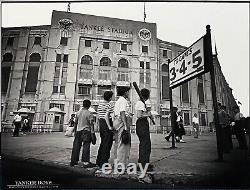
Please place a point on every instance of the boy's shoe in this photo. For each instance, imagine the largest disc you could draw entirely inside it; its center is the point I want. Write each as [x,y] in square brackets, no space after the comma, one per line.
[167,138]
[72,164]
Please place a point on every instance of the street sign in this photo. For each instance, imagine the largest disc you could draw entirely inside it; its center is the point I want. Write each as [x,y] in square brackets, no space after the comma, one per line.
[188,64]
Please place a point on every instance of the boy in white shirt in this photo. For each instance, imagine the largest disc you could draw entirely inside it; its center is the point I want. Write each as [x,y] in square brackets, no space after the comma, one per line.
[121,125]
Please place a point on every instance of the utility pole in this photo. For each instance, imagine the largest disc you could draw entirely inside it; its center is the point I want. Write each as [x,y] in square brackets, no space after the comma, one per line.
[68,8]
[214,95]
[144,15]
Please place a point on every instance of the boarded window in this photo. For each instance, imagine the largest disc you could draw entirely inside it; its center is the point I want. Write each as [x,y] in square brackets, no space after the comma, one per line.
[87,60]
[104,75]
[165,53]
[122,76]
[147,78]
[142,78]
[37,41]
[83,90]
[124,47]
[35,57]
[65,58]
[105,61]
[184,92]
[123,63]
[64,41]
[141,64]
[7,57]
[105,45]
[62,89]
[102,89]
[165,87]
[5,75]
[55,89]
[10,41]
[32,79]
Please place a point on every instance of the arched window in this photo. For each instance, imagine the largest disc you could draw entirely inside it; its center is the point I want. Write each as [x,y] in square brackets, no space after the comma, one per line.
[32,76]
[123,63]
[105,61]
[7,57]
[35,57]
[87,60]
[164,68]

-------

*What you need to do*. Reproduce the listing above verbatim, from the first line to the last, leaving out the pictures.

*Result*.
Please place a point on every instance of the boy's shoe in this photo. For each instance, imagine the largest disc you could draw entirely inside it; its center is the point I want. Write each as [x,y] in square brackets, no space after the comma, one per line.
[167,138]
[72,164]
Please place a point on every instance of the street sign in this photo. For each instance, imagine the largest disc you could draw entirely inside it; its center is the point I want. Write each as [x,y] in square brackets, no space after the comma, one per line.
[188,64]
Please place a point on every instance of the boy in white shirt in this photo. For each instance, imagine the largest disc you could draw entirely inside it; its center is the point I want. Write each as [x,y] in square brackets, no space after the comma, one per line.
[121,125]
Please place a point on every instance of the utility pole in this photo. For each instance, imagine the largest disc you could draw entirely inside it; its center is the point I want. Write each as [x,y] in square brackets, no space after the comma, one per line.
[68,8]
[214,95]
[144,15]
Please place a point on every instance of the boarded window in this photo. For each instance, imagine the largest disc you could draw entirely inside it; its center is the point I want. Write each as [x,y] in square brackets, no space after the comma, one per line.
[87,60]
[104,75]
[165,53]
[122,76]
[147,78]
[142,78]
[37,41]
[83,90]
[124,47]
[35,57]
[65,58]
[105,61]
[184,92]
[123,63]
[64,41]
[141,64]
[7,57]
[105,45]
[62,89]
[102,89]
[165,87]
[5,75]
[55,89]
[10,41]
[32,79]
Please place a point on every instance of the arched window in this photo. For each instance, imagine the largest disc you could draw entirely inside it; its center is the point I want. Write each as [x,y] in square brackets, no space after the comma, one per line.
[32,76]
[123,63]
[105,61]
[7,57]
[35,57]
[87,60]
[164,68]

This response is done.